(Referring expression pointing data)
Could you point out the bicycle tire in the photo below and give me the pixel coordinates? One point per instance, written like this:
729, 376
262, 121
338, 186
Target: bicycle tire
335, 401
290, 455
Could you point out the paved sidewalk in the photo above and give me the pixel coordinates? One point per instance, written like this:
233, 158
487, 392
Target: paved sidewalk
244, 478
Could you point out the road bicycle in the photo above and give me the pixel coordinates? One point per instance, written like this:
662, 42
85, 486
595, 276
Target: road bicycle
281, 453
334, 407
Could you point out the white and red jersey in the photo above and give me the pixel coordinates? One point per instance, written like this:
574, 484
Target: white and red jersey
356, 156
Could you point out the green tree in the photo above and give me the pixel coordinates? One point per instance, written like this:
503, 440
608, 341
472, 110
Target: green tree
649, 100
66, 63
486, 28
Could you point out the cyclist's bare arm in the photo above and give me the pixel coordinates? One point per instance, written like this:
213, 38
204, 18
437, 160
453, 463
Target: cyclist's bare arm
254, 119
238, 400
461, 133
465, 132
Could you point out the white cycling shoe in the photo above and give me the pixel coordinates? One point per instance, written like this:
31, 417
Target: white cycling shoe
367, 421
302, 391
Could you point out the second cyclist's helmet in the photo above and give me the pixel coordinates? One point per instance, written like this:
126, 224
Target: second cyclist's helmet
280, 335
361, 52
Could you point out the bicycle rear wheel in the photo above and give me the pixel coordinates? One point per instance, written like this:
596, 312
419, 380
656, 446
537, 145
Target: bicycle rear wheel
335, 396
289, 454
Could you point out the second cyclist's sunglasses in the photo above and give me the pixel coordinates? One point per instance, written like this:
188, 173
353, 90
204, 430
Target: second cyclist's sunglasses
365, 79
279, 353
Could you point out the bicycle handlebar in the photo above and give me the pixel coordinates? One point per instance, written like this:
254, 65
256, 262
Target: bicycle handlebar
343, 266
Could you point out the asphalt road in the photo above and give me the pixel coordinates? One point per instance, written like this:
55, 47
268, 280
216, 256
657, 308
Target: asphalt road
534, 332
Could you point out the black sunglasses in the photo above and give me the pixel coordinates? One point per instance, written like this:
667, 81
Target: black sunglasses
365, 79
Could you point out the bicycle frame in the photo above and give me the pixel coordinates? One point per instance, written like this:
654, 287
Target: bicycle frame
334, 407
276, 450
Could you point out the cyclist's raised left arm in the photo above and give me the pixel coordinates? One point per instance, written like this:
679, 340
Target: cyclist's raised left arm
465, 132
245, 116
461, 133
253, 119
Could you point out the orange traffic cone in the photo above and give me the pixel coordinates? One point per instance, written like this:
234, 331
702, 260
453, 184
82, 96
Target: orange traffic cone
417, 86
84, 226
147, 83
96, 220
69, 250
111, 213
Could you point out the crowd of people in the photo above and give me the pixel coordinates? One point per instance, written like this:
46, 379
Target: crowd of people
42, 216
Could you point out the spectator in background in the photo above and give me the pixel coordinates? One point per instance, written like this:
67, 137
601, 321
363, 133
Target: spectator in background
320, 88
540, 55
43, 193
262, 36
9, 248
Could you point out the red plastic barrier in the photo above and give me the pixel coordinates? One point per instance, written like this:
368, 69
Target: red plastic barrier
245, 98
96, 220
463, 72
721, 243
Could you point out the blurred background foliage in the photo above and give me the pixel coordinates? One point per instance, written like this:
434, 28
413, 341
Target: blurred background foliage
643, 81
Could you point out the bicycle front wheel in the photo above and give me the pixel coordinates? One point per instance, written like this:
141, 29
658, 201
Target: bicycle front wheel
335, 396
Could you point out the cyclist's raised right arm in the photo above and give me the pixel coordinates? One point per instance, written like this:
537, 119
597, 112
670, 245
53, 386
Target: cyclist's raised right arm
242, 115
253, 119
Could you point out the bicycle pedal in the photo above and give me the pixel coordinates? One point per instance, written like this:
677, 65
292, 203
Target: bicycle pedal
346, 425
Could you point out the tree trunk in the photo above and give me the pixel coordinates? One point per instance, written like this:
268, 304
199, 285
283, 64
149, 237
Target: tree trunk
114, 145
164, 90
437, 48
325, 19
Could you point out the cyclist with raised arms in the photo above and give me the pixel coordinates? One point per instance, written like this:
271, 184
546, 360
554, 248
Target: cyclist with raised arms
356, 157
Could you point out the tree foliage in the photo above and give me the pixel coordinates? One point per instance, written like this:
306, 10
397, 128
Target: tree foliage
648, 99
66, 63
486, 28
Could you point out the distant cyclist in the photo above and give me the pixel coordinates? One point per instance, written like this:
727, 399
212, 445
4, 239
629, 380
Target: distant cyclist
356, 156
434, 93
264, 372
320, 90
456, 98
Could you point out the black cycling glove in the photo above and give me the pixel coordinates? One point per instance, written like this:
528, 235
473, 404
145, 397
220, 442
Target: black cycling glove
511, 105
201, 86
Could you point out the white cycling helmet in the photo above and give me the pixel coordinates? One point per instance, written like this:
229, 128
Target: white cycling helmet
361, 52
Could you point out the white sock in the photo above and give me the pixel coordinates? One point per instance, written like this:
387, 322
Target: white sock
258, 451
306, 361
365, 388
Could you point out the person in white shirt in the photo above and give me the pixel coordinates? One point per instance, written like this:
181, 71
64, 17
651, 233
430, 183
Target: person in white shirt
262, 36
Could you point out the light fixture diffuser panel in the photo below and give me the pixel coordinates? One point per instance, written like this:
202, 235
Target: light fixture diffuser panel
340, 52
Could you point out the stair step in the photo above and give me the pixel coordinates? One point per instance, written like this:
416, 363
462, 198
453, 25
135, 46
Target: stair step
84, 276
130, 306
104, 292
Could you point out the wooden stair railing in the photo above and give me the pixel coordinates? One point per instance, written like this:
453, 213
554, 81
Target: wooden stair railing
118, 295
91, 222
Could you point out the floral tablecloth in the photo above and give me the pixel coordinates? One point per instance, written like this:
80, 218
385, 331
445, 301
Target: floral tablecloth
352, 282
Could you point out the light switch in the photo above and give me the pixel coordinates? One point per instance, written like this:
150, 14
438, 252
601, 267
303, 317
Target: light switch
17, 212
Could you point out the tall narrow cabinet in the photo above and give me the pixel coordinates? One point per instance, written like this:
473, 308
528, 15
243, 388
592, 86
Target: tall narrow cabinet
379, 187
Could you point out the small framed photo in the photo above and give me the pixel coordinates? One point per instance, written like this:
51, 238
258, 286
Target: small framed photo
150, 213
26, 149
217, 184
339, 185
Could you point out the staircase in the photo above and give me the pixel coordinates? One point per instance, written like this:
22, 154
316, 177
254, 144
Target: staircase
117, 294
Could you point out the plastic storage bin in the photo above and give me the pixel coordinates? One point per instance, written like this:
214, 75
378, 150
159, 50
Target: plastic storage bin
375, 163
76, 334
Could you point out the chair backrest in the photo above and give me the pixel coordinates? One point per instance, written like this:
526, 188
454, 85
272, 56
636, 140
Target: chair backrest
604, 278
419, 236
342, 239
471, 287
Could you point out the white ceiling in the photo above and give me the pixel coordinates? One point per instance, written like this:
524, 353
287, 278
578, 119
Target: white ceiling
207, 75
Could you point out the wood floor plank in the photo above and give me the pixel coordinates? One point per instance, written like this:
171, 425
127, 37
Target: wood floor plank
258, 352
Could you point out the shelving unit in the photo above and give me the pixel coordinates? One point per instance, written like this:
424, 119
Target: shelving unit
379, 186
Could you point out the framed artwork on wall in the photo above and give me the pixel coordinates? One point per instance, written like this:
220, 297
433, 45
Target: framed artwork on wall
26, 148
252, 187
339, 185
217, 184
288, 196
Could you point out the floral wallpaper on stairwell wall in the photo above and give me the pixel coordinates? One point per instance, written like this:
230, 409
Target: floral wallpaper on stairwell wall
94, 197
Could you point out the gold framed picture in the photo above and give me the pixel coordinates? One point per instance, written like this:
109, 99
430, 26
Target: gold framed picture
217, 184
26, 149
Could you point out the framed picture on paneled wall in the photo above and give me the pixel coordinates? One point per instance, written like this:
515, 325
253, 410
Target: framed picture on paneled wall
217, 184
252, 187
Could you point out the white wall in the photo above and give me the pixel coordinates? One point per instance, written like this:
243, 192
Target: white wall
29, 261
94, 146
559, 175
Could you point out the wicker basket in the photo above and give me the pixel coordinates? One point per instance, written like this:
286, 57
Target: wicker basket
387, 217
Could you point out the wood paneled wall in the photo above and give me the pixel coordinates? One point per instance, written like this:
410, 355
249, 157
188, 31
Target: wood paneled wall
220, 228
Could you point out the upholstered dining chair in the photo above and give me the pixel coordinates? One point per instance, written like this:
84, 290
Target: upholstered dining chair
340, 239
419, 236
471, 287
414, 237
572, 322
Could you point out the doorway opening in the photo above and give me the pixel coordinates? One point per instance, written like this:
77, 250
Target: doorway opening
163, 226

What is needed =
Wherever the string "below" is found in the entries, copy the line it sits in.

Completed exercise =
Could you point out the bicycle tire in the photo below and give me the pixel coordinates? One point per instance, written like this:
Could you point out the light fixture diffuser panel in the photo below and give me the pixel coordinates? One point per instance, written like this:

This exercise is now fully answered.